_INPUT DATA_.

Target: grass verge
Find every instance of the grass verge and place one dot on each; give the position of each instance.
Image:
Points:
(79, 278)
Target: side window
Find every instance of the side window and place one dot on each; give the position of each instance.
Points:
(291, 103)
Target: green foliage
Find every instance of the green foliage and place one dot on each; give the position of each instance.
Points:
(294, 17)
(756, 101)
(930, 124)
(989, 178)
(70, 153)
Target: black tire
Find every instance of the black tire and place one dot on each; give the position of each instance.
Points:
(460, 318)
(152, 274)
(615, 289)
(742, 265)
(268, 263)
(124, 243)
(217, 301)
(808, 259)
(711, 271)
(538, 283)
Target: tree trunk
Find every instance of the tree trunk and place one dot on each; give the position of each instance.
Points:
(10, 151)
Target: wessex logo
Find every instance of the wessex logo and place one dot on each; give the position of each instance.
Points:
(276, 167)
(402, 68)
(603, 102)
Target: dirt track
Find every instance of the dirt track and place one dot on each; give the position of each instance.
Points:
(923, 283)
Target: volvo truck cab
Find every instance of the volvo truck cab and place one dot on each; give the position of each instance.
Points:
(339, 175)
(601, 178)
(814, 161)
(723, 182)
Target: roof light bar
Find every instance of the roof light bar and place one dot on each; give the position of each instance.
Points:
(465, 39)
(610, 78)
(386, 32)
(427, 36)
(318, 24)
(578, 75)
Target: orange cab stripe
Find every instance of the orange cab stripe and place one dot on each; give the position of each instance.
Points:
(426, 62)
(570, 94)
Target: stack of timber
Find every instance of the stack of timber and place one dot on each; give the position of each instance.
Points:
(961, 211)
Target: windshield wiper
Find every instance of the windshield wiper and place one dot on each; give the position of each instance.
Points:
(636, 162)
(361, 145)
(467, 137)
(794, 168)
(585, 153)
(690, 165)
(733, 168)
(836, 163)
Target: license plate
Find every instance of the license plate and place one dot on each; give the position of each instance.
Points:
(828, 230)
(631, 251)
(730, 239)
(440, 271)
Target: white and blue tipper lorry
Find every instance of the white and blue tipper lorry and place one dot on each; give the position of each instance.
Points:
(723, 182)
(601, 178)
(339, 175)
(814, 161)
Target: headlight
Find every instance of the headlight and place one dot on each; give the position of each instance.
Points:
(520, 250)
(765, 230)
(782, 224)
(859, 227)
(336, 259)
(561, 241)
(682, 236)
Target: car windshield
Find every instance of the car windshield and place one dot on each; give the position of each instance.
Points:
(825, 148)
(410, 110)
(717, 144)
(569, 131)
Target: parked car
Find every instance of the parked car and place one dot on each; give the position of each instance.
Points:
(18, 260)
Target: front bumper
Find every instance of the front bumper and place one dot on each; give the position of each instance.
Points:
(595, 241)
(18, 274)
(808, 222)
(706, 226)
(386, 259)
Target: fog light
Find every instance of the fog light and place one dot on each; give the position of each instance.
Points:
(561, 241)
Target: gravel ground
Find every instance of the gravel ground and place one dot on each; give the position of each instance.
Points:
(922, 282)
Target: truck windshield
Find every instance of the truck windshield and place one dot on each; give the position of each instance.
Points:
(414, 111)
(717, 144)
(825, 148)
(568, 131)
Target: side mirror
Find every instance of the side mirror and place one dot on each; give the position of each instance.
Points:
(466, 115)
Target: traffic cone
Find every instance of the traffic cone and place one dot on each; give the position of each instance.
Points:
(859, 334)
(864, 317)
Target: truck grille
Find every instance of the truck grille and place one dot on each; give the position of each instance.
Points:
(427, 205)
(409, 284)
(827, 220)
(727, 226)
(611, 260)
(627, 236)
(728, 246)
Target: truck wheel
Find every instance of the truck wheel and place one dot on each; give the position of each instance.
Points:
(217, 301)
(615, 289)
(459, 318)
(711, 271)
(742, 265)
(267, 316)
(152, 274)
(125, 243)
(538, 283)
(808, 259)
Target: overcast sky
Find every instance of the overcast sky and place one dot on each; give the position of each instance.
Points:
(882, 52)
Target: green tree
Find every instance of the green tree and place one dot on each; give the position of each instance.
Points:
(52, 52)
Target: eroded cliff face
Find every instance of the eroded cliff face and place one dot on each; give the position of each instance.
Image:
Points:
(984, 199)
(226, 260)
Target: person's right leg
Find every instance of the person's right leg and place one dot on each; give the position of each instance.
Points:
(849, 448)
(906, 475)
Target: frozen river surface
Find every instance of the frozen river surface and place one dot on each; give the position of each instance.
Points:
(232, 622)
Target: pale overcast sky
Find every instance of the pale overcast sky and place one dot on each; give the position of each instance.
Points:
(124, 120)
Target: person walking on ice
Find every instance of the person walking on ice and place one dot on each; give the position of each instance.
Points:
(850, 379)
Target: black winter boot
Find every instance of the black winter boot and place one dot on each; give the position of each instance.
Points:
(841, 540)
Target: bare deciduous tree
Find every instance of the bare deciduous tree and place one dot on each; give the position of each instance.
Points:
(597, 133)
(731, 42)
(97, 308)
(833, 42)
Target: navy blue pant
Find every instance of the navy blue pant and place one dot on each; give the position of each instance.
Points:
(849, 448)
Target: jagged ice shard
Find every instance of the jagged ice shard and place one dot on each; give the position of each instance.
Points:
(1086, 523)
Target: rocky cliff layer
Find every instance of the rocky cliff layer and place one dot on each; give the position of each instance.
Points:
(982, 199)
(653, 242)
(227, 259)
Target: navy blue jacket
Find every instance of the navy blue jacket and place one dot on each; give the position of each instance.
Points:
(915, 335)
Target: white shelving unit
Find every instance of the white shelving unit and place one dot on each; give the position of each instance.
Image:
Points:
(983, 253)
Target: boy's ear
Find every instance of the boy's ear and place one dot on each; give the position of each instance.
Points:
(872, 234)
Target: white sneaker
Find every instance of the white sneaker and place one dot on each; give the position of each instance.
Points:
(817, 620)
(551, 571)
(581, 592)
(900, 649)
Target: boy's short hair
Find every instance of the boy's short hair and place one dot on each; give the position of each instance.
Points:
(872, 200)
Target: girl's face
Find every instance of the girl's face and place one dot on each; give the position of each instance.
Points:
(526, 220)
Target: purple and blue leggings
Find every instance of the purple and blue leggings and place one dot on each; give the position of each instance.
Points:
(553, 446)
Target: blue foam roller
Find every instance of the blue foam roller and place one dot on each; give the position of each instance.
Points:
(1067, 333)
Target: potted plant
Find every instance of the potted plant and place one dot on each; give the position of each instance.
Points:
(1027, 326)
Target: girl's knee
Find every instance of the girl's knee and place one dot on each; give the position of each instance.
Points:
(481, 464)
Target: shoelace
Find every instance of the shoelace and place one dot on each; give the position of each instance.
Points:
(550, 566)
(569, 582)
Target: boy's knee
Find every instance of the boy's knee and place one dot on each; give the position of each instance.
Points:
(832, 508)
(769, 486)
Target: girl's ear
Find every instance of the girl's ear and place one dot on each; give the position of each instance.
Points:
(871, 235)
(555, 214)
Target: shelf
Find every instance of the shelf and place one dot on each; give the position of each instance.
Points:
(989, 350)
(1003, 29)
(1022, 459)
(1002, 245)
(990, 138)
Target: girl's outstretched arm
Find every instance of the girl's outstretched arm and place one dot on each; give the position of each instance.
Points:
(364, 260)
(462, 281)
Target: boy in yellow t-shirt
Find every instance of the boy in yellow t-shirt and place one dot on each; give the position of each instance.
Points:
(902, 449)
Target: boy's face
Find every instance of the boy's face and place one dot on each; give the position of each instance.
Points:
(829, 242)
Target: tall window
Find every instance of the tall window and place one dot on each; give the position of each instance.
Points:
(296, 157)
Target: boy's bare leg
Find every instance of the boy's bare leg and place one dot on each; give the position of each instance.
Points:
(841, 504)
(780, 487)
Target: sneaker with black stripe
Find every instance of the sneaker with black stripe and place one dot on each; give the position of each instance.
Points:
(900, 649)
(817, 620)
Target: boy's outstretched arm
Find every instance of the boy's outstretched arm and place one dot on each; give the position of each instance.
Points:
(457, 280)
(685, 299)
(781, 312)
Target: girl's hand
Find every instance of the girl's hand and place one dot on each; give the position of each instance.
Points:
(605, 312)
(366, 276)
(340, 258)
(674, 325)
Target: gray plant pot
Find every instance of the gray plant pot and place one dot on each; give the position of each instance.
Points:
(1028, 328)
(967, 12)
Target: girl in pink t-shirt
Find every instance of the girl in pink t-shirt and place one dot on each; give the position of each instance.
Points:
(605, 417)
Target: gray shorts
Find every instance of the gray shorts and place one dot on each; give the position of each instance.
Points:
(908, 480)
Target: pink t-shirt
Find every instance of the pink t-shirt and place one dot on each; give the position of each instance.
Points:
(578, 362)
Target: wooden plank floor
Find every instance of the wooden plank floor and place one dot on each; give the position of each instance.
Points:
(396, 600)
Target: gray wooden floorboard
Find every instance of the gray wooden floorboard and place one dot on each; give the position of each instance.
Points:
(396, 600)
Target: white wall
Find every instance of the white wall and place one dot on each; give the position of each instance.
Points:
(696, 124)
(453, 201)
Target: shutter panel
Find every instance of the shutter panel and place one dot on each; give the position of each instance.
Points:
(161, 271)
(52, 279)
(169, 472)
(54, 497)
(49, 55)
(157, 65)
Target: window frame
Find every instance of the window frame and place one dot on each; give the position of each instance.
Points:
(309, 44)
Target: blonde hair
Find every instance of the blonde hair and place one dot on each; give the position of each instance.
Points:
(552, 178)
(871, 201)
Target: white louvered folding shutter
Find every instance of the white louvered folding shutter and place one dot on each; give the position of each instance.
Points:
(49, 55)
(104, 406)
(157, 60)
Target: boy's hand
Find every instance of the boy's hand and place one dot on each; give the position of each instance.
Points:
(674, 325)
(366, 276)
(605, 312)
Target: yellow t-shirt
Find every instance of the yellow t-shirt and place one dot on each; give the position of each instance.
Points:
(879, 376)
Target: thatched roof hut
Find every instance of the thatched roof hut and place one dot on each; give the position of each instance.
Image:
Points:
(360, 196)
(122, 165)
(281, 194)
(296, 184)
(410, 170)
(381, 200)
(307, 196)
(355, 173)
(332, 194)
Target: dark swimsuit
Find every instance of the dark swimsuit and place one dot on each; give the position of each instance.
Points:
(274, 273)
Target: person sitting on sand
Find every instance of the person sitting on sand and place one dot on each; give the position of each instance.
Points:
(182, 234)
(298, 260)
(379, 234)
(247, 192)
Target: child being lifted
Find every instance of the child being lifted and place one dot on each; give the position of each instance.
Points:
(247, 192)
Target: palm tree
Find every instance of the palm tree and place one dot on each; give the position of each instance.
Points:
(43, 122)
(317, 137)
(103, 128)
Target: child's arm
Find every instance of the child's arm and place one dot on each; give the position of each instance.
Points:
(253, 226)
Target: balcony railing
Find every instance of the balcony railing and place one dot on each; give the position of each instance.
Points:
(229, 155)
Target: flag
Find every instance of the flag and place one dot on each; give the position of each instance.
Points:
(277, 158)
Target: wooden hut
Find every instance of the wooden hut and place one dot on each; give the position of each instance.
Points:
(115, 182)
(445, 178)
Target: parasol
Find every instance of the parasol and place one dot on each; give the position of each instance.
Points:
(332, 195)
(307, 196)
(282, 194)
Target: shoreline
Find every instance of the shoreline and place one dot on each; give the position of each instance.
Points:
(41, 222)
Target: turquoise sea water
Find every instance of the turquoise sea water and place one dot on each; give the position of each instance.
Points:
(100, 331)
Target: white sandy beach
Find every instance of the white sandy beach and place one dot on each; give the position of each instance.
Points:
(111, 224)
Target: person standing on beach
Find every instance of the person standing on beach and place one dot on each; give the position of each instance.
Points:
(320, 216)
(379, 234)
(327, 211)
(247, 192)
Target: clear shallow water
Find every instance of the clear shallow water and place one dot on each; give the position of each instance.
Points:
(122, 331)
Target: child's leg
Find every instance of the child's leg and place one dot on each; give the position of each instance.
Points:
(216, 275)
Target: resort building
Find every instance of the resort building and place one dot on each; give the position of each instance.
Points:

_TASK DETAILS_.
Every line of the listing that holds the word "leggings" is to be found and copied.

_EXERCISE RESPONSE_.
Target: purple and blue leggings
Find every instance of the purple and blue leggings and place one dot on each; give the position of each instance.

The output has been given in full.